Items taken from a data source
────────────────────

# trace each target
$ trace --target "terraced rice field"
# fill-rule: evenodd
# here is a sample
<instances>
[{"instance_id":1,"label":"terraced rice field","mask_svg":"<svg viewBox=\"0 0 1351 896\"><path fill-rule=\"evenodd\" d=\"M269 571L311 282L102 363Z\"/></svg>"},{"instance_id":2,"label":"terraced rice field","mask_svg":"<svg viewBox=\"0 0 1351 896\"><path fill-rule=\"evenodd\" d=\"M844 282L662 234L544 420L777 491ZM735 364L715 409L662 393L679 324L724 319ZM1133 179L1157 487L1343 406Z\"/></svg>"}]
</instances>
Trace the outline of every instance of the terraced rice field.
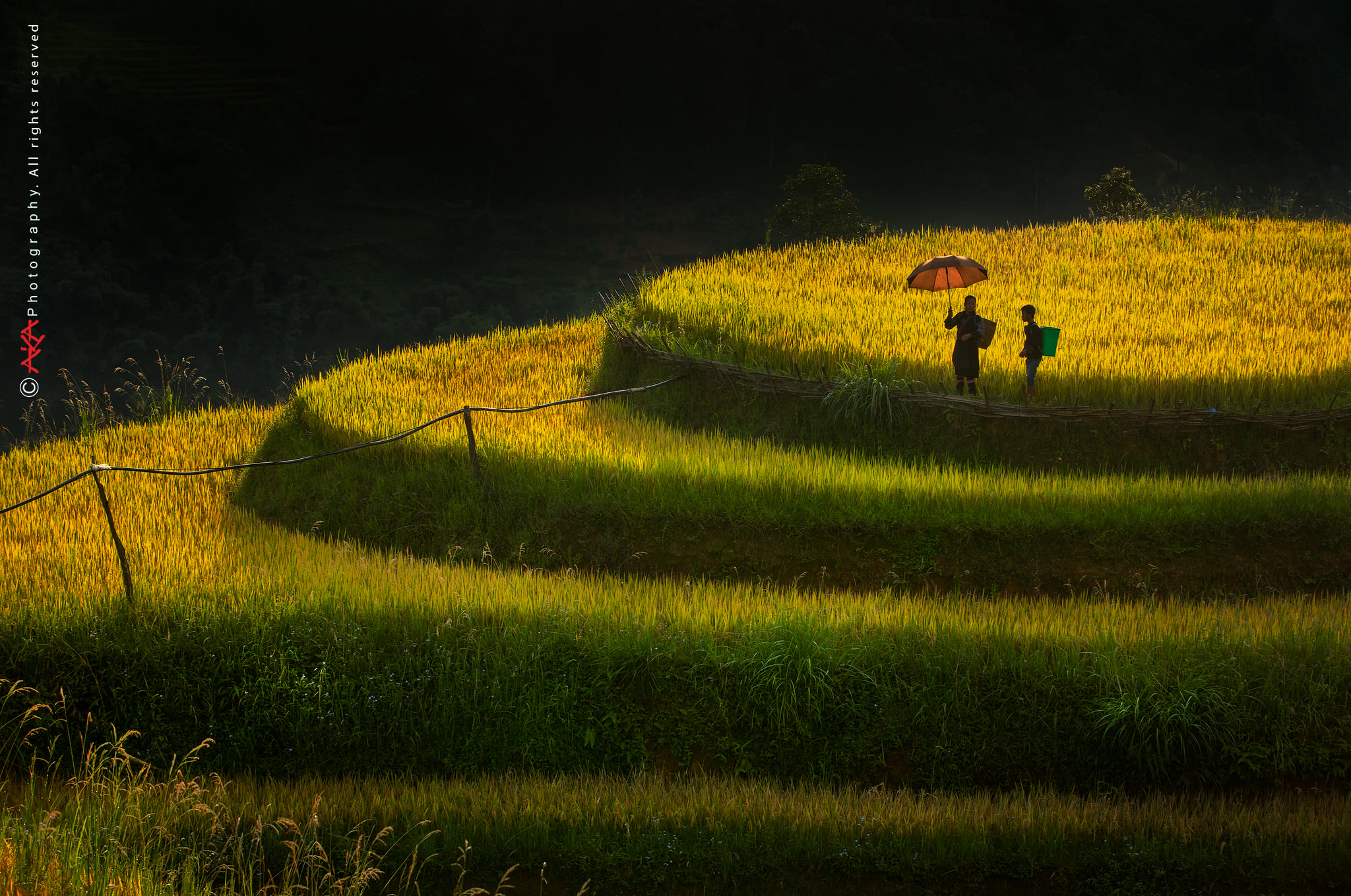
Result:
<instances>
[{"instance_id":1,"label":"terraced rice field","mask_svg":"<svg viewBox=\"0 0 1351 896\"><path fill-rule=\"evenodd\" d=\"M913 267L966 255L989 279L908 290ZM816 374L884 366L951 383L948 305L966 291L998 335L982 354L992 395L1019 395L1019 309L1061 328L1043 401L1108 406L1327 408L1351 389L1351 227L1151 219L1017 229L924 229L854 244L751 250L667 271L638 290L635 323L690 351Z\"/></svg>"}]
</instances>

────────────────────

Locate each line above that contains the string "evenodd", and copy those lines.

- _Task result_
# fill-rule: evenodd
[{"instance_id":1,"label":"terraced rice field","mask_svg":"<svg viewBox=\"0 0 1351 896\"><path fill-rule=\"evenodd\" d=\"M269 571L311 282L102 363Z\"/></svg>"},{"instance_id":2,"label":"terraced rice field","mask_svg":"<svg viewBox=\"0 0 1351 896\"><path fill-rule=\"evenodd\" d=\"M844 282L662 234L544 420L777 491ZM735 364L715 409L662 393L679 324L724 319ZM1133 179L1157 487L1343 406Z\"/></svg>"}]
[{"instance_id":1,"label":"terraced rice field","mask_svg":"<svg viewBox=\"0 0 1351 896\"><path fill-rule=\"evenodd\" d=\"M913 267L966 255L989 279L908 290ZM816 374L884 366L951 383L948 305L966 291L998 335L982 354L992 395L1019 395L1019 309L1061 328L1043 401L1108 406L1327 408L1351 389L1351 227L1151 219L1017 229L924 229L854 244L751 250L667 271L638 290L635 323L690 351Z\"/></svg>"}]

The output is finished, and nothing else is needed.